▸ DATA PROVIDED
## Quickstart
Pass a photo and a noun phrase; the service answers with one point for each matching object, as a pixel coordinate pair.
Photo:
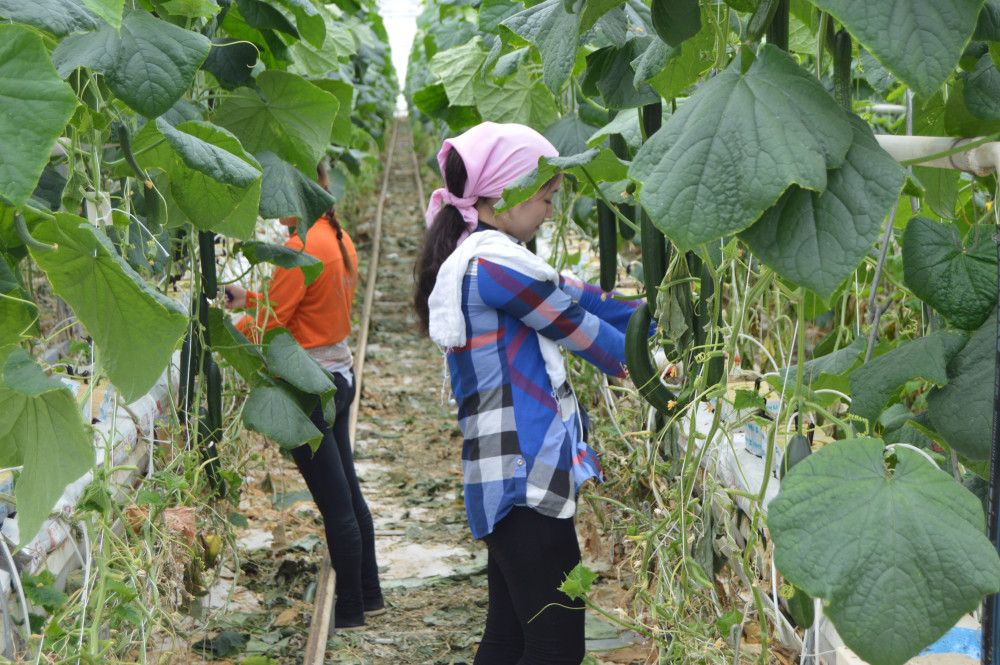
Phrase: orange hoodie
(318, 314)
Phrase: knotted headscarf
(495, 155)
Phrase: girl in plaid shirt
(501, 313)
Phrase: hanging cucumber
(761, 19)
(654, 244)
(798, 449)
(213, 393)
(155, 210)
(190, 368)
(777, 30)
(842, 48)
(716, 364)
(654, 257)
(640, 366)
(206, 252)
(652, 118)
(620, 148)
(607, 241)
(209, 440)
(800, 606)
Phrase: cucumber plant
(781, 211)
(140, 139)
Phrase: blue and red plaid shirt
(524, 440)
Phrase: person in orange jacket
(318, 316)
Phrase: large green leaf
(988, 24)
(36, 107)
(18, 314)
(289, 361)
(962, 411)
(570, 134)
(730, 151)
(258, 252)
(898, 554)
(817, 239)
(920, 41)
(837, 363)
(873, 384)
(211, 176)
(959, 282)
(458, 67)
(276, 414)
(191, 8)
(554, 31)
(287, 192)
(285, 115)
(982, 90)
(60, 17)
(43, 430)
(493, 12)
(135, 328)
(344, 92)
(671, 71)
(959, 120)
(519, 100)
(609, 72)
(595, 165)
(312, 60)
(675, 20)
(310, 21)
(155, 63)
(109, 10)
(433, 101)
(263, 16)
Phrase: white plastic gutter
(980, 160)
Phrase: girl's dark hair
(440, 238)
(331, 218)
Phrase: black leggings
(529, 556)
(350, 535)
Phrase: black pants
(350, 535)
(529, 556)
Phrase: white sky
(400, 18)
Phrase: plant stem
(621, 218)
(875, 313)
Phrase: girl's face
(523, 220)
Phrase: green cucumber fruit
(640, 366)
(842, 47)
(607, 244)
(797, 450)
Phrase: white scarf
(447, 324)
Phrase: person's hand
(236, 296)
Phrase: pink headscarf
(495, 155)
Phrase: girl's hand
(236, 296)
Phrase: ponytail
(323, 179)
(440, 239)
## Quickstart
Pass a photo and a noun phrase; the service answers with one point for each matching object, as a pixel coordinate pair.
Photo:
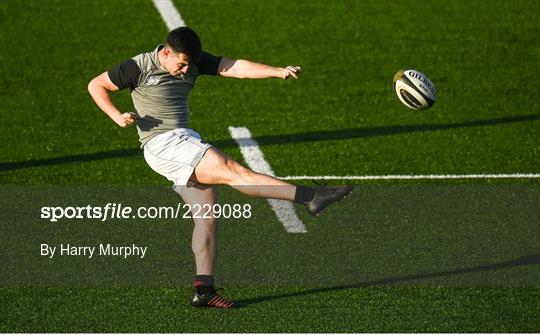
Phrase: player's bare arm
(245, 69)
(99, 88)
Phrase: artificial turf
(416, 256)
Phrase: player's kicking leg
(204, 244)
(216, 168)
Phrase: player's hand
(125, 120)
(291, 71)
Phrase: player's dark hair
(185, 40)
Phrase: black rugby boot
(324, 196)
(209, 299)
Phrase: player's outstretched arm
(245, 69)
(99, 89)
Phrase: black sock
(304, 194)
(204, 283)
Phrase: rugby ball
(414, 89)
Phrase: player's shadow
(523, 261)
(314, 136)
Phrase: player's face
(177, 63)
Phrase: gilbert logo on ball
(414, 89)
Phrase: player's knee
(238, 173)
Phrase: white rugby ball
(414, 89)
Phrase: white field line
(255, 160)
(426, 177)
(169, 13)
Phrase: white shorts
(175, 154)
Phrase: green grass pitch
(414, 256)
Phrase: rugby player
(160, 82)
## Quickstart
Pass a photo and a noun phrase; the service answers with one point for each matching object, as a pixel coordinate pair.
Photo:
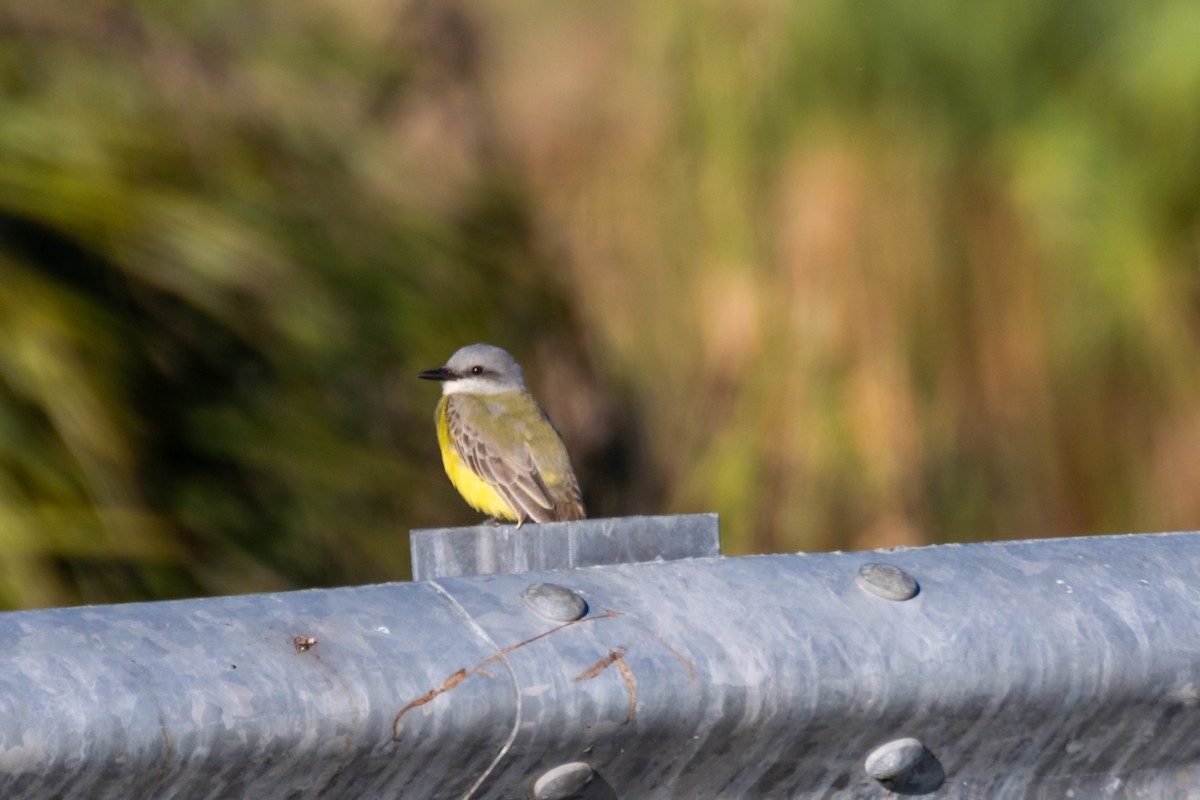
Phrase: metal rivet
(887, 581)
(555, 602)
(564, 781)
(895, 759)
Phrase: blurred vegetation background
(851, 276)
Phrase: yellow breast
(474, 489)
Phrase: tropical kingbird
(499, 449)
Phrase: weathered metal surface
(1019, 669)
(484, 549)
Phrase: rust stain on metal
(447, 685)
(679, 656)
(479, 669)
(304, 643)
(627, 674)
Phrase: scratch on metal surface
(685, 661)
(479, 668)
(627, 674)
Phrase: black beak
(441, 373)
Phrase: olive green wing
(503, 438)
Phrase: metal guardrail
(1012, 669)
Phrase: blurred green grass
(851, 276)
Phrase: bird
(498, 446)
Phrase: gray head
(478, 370)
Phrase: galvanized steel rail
(1011, 669)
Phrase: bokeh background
(852, 275)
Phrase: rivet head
(905, 767)
(887, 581)
(555, 602)
(563, 782)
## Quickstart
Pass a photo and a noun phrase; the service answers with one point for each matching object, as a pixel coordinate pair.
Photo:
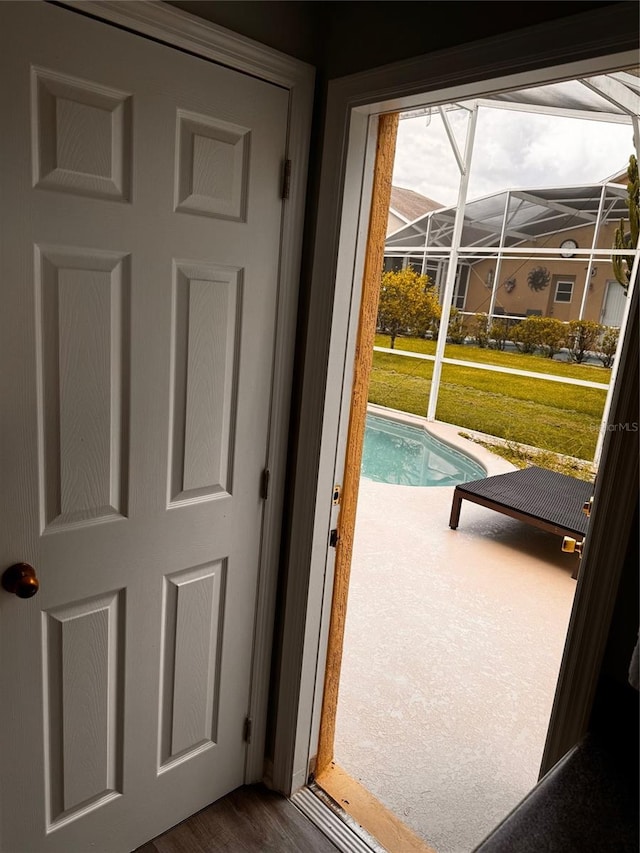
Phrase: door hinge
(286, 179)
(264, 484)
(246, 734)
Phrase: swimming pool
(410, 456)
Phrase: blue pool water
(409, 456)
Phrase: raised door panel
(82, 320)
(207, 310)
(83, 689)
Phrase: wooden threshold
(369, 812)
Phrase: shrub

▸ ABOUT THIS TASK
Every line above goes into your copy exactly; no images go in.

▸ SOLUTION TO THIS PROBLEM
## Quickstart
Pass a photo and a noun phrase; the service answers with one point for each matching object, as a pixel coordinate pair.
Photo:
Phrase: orange hoodie
(318, 314)
Phrase: knotted headscarf
(495, 155)
Phrase: girl in plaid shirt
(501, 313)
Phrase: hanging cucumber
(761, 19)
(654, 244)
(798, 449)
(213, 393)
(155, 210)
(190, 368)
(777, 30)
(842, 48)
(716, 364)
(654, 257)
(640, 366)
(206, 252)
(652, 118)
(620, 148)
(607, 241)
(209, 440)
(800, 606)
Phrase: cucumber plant
(781, 211)
(140, 139)
Phrase: blue and red plaid shirt
(524, 440)
Phrase: person in orange jacket
(318, 316)
Phrase: large green leaf
(988, 24)
(36, 107)
(18, 314)
(289, 361)
(962, 411)
(570, 134)
(730, 151)
(258, 252)
(898, 554)
(817, 239)
(920, 41)
(837, 363)
(873, 384)
(211, 176)
(959, 282)
(458, 67)
(276, 414)
(191, 8)
(554, 31)
(287, 192)
(285, 115)
(982, 90)
(60, 17)
(43, 430)
(493, 12)
(135, 328)
(344, 92)
(671, 71)
(959, 120)
(519, 100)
(609, 72)
(595, 165)
(312, 60)
(675, 20)
(310, 21)
(155, 63)
(109, 10)
(433, 101)
(263, 16)
Phrase: white plastic gutter
(980, 160)
Phrase: girl's dark hair
(440, 238)
(331, 218)
Phrase: black leggings
(529, 556)
(350, 535)
Phrase: black pants
(350, 535)
(529, 556)
Phrase: white sky
(400, 18)
Phrase: plant stem
(621, 218)
(875, 313)
Phrase: girl's face
(523, 220)
Phrase: green cucumber fruit
(640, 366)
(842, 47)
(607, 244)
(797, 450)
Phrase: white scarf
(447, 324)
Phrase: person's hand
(236, 296)
Phrase: pink headscarf
(495, 155)
Phrase: girl's hand
(236, 296)
Phrase: ponytail
(323, 179)
(440, 239)
## Quickstart
Pass a photo and a noun phrase; the service answers with one point for each matching object, as a pixel coordinate pair.
Photo:
Phrase: player's bare arm
(245, 69)
(99, 88)
Phrase: artificial turf
(416, 256)
Phrase: player's kicking leg
(204, 244)
(216, 168)
Phrase: player's hand
(125, 120)
(291, 71)
Phrase: player's dark hair
(185, 40)
Phrase: black rugby boot
(324, 196)
(209, 299)
Phrase: player's outstretched arm
(245, 69)
(99, 89)
Phrase: black sock
(304, 194)
(204, 283)
Phrase: rugby ball
(414, 89)
Phrase: player's shadow
(523, 261)
(314, 136)
Phrase: player's face
(177, 63)
Phrase: gilbert logo on ball
(414, 89)
Phrase: player's knee
(238, 173)
Phrase: white rugby ball
(414, 89)
Phrase: white field line
(255, 160)
(426, 177)
(169, 13)
Phrase: white shorts
(175, 154)
Phrase: green grass pitch
(414, 256)
Phrase: rugby player
(160, 82)
## Quickstart
Pass a photo and a noun phrase; the service answers with one point for each matching object, as a pixel coordinate pair.
Photo:
Phrase: metal rivet
(887, 581)
(555, 602)
(564, 781)
(895, 759)
Phrase: blurred vegetation background
(851, 276)
Phrase: yellow breast
(474, 489)
Phrase: tropical kingbird
(499, 449)
Phrase: weathered metal surface
(1019, 669)
(484, 549)
Phrase: rust stain on metal
(447, 685)
(679, 656)
(479, 669)
(304, 643)
(627, 674)
Phrase: scratch on metal surface
(685, 661)
(479, 668)
(627, 674)
Phrase: black beak
(441, 373)
Phrase: olive green wing
(503, 438)
Phrase: metal guardrail
(1012, 669)
Phrase: blurred green grass
(851, 276)
Phrase: bird
(498, 446)
Phrase: gray head
(478, 370)
Phrase: galvanized steel rail
(1011, 669)
Phrase: bokeh background
(852, 275)
Phrase: rivet head
(905, 767)
(887, 581)
(555, 602)
(563, 782)
## Quickstart
Pass a photo and a noun phrase; the service answers with one point for each matching object, as a pixel coordinate pair.
Photo:
Phrase: door hinge
(286, 179)
(264, 484)
(246, 734)
Phrase: swimming pool
(410, 456)
Phrase: blue pool water
(409, 456)
Phrase: raised door panel
(82, 320)
(207, 310)
(83, 689)
Phrase: wooden threshold
(369, 812)
Phrase: shrub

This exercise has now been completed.